--- Data provided ---

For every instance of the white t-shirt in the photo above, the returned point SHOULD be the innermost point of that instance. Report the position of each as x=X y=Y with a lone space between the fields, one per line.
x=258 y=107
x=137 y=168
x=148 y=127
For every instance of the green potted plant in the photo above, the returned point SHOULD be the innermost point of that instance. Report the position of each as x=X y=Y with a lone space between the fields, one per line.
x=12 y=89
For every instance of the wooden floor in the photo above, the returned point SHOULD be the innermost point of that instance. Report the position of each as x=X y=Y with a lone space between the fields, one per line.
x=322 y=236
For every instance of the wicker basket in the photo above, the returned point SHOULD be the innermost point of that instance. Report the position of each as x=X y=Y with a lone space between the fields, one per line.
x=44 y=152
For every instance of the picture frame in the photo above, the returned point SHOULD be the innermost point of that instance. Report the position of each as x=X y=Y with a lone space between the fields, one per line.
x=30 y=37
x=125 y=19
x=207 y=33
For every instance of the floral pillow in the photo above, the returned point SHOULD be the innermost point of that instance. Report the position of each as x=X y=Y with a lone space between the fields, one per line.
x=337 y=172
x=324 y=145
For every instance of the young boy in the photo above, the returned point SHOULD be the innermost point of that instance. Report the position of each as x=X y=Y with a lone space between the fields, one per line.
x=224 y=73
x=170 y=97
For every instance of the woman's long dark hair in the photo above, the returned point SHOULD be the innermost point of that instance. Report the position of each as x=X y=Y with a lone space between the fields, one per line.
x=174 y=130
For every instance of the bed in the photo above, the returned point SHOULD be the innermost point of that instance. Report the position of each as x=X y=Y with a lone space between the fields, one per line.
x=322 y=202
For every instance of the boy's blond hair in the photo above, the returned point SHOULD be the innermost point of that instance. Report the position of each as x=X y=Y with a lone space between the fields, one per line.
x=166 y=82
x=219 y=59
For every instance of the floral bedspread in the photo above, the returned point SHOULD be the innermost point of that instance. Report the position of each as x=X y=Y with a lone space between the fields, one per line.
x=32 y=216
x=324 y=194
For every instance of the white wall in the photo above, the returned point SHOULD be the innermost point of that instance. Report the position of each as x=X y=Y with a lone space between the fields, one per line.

--- Action item ---
Find "For every instance of the floral pillow" in the entries above, then repeat its line and all lines after it exactly, down to the last line.

--- Answer for this exercise ---
For every instance of the floral pillow in the photo above, the returned point SHOULD be the innermost point of that instance. Report the position of each as x=X y=Y with a lone space between the fields, one per line.
x=337 y=172
x=324 y=145
For every instance of the young boy in the photo above, the returned point SHOULD be the innermost point of that instance. Report the position of each as x=X y=Y with a lone space between the fields, one per line.
x=224 y=73
x=170 y=97
For every instance of the woman's long dark hair in the photo above, the returned point SHOULD be the innermost point of that instance. Report the position of each as x=X y=Y with a lone space between the fields, one per line.
x=174 y=130
For every instance of the bed in the photo above, the returned point SHOULD be the innermost point of that instance. Report the position of each as x=X y=Y with a lone space between the fields, one per line.
x=322 y=202
For every instance of the boy's blond hair in the photo above, the returned point SHOULD be the innermost point of that instance. Report the position of each as x=X y=Y with a lone space between the fields, one per line.
x=166 y=82
x=219 y=59
For every instance of the floral bedspread in the photo above, the returned point SHOULD be the innermost point of that instance. Report the position of each as x=X y=Y with a lone space between the fields, one per line.
x=32 y=216
x=324 y=194
For every instance of the white wall in the photo above, the returned point SHOULD be the innermost point of that instance. Report the position of each as x=X y=Y with a lone space between the fields, one per line.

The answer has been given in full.